- Tâche courte 1:
Déterminez combien de lignes des entrées contiennent la chaîne « covered », en respectant la casse. Indiquez uniquement ce nombre.

- Texte retenu:
^^^^^^^^
L’inflation n’est donc pas un mal martiniquais. C’est un mal mondial.

Un mal qui ne sera vaincu que quand les grands circuits économiques mondiaux seront rétablis. Pour autant, chaque pays est fondé à réagir pour en atténuer ponctuellement les effets sur la vie de leurs entreprises et de leurs ménages. La France a réagi avant les autres, en maîtrisant les prix de son énergie, et en distribuant quelques chèques de pouvoir d’achat. Ses anticipations lui ont permis d’être l’un des pays les moins atteints par la flambée des prix. Pour l’instant…

Mais bien qu’en Martinique, l’inflation reste modérée, elle s’applique sur des prix structurellement élevés. Chacun peut comprendre qu’acheminer des produits lointains dans des petits territoires, ça coûte cher. Chacun sait qu’en Martinique, les opérateurs économiques sont confrontés à des contraintes coûteuses, liées notamment à l’éloignement des sources d’approvisionnement, à la taille des marchés locaux, et aux coûts élevés d’exploitation. Ces difficultés ne sont pas nouvelles, elles sont même « structurelles ».

Mais une chose est vraie, l’inflation s’invite aussi chez nous. Alors, on voit s’activer nos élus pour tenter de s’attaquer aux différents étages qui constituent les prix des marchandises : transport, taxes, marges… Tout est passé au scanner, comme si des réserves massives se cachaient dans chacune de ses étapes. Et surtout, on entend monter une petite musique, celle qu’adorent les démagogues en mal de bouc émissaire : Si les prix sont si chers, c’est bien parce que les marges des entreprises sont trop élevées.
^^^^^^^^
- Tâche courte 2:
Selon le texte sur l'inflation en Martinique, quelles mesures la France a-t-elle prises pour réagir avant les autres pays ?
^^^^^^^^
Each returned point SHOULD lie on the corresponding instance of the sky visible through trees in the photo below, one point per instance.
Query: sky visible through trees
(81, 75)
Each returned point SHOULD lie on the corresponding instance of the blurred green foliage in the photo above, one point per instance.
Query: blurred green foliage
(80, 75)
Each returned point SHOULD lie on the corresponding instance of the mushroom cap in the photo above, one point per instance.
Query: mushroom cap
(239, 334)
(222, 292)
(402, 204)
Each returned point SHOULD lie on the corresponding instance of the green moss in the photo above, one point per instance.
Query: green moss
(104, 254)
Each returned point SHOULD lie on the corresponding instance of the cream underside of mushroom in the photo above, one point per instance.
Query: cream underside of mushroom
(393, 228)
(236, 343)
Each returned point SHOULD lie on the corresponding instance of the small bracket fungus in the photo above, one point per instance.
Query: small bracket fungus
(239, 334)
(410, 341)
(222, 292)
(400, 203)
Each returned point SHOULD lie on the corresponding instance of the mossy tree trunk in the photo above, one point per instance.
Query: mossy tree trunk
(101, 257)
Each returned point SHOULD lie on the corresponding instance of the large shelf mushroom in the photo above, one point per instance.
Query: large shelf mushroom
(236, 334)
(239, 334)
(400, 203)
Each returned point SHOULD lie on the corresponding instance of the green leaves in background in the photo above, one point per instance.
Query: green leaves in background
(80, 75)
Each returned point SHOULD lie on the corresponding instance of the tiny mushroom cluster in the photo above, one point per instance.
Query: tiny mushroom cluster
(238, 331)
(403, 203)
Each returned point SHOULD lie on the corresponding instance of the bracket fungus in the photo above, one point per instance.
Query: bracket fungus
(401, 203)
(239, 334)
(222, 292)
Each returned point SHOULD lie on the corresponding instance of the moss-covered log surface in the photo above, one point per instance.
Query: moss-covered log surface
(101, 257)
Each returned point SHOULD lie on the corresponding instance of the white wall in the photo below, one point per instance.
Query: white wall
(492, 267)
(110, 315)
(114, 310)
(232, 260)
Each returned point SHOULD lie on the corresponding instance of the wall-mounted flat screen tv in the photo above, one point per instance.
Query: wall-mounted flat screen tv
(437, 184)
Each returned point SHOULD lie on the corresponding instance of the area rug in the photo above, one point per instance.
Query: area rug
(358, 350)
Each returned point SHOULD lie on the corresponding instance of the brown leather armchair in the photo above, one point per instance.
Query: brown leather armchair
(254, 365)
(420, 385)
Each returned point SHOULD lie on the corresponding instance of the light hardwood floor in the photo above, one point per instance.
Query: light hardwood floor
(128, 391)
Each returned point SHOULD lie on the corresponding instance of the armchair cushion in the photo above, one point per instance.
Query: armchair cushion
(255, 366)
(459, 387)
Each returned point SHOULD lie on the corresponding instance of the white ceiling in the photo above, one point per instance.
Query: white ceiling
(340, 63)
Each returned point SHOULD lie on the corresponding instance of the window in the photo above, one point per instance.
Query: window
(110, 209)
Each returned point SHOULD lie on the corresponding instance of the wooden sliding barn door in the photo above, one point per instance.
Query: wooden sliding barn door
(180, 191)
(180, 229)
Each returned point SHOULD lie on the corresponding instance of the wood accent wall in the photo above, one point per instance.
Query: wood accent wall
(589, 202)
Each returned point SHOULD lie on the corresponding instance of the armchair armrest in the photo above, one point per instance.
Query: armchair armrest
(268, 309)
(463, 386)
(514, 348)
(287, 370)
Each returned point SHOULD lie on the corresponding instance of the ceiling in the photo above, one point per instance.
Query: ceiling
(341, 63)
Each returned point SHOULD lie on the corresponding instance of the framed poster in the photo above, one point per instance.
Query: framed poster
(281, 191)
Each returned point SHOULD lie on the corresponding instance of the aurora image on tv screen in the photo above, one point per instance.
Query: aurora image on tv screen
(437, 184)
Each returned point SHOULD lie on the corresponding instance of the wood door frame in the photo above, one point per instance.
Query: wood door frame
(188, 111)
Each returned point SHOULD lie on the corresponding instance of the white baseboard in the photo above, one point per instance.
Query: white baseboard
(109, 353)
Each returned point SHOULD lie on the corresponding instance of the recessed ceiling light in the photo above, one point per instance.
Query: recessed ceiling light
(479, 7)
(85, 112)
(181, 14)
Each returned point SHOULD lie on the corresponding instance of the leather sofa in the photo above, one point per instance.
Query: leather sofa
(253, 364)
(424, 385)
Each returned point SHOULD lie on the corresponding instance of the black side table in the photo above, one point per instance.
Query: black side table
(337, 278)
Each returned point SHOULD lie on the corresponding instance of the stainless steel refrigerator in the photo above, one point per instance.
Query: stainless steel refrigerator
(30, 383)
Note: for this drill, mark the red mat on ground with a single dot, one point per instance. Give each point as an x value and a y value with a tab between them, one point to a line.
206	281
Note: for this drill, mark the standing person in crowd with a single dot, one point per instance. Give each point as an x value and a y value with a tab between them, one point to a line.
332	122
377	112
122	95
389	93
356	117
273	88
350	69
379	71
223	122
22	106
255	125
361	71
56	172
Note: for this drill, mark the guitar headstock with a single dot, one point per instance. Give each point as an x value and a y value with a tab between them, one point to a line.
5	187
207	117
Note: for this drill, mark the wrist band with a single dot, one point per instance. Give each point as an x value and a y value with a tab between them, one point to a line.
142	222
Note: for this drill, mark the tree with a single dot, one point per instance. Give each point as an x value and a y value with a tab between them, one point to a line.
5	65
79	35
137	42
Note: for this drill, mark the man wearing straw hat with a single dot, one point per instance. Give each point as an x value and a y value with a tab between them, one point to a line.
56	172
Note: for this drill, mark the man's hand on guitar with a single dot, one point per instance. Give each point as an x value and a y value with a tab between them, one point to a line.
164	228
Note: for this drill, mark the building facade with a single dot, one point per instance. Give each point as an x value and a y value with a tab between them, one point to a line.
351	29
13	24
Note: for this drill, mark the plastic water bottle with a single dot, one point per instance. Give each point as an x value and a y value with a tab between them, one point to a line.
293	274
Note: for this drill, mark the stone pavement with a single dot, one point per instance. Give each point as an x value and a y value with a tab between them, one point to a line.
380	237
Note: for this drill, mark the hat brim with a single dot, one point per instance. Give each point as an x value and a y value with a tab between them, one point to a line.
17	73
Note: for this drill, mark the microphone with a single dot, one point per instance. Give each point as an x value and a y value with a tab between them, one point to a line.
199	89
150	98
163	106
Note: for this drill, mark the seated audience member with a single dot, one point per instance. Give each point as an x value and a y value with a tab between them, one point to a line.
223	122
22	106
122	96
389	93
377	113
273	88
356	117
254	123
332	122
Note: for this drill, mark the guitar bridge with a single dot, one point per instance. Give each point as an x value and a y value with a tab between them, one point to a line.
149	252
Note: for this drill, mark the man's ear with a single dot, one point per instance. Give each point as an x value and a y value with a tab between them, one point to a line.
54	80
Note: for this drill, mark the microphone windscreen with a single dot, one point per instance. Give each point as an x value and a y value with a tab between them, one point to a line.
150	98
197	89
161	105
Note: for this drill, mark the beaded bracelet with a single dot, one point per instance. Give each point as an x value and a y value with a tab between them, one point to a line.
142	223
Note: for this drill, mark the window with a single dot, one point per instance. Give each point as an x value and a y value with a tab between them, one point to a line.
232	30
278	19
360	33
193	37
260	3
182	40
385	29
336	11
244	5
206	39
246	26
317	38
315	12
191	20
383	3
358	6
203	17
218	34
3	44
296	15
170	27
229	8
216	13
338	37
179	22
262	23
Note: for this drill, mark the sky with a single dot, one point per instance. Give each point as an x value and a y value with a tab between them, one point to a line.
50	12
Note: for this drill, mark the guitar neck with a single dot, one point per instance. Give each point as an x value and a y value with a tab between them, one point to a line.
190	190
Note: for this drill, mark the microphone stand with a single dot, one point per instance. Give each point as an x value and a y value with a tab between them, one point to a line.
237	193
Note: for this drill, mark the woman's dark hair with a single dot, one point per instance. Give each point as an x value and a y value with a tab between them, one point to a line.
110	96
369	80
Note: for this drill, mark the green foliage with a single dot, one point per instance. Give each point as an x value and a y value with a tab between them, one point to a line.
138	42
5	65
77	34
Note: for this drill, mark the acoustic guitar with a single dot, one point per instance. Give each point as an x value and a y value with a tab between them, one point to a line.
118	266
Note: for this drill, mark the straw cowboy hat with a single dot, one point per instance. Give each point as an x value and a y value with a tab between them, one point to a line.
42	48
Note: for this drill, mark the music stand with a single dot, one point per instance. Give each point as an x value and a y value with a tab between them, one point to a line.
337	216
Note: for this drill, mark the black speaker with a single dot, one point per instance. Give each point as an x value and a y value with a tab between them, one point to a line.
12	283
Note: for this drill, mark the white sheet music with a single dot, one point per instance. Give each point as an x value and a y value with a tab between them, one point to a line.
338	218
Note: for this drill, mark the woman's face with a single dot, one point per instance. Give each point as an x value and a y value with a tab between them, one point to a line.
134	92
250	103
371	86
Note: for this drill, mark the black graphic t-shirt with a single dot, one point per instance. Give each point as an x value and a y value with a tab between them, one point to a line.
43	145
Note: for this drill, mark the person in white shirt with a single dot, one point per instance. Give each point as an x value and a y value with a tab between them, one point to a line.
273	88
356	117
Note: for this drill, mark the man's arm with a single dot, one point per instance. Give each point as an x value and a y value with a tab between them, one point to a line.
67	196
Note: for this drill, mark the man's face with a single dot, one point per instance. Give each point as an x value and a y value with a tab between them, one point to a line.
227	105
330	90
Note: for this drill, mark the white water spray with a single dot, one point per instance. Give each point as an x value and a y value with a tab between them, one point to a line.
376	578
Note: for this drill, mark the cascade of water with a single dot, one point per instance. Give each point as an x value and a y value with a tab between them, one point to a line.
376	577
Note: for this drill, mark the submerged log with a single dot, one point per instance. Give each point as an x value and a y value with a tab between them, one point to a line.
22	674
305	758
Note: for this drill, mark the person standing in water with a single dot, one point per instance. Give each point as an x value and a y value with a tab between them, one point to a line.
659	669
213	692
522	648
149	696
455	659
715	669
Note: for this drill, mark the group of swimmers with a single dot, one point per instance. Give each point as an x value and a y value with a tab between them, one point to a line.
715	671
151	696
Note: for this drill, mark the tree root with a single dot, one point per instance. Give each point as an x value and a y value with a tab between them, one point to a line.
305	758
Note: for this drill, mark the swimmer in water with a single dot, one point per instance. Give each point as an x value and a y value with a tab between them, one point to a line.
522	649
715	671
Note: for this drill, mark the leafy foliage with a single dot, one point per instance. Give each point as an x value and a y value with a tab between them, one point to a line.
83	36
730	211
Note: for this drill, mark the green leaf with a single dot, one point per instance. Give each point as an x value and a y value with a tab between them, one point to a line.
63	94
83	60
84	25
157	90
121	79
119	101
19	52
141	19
^^^^^^^^
- Résultat final 1:
2

- Résultat final 2:
Elle a maîtrisé les prix de son énergie et distribué quelques chèques de pouvoir d'achat.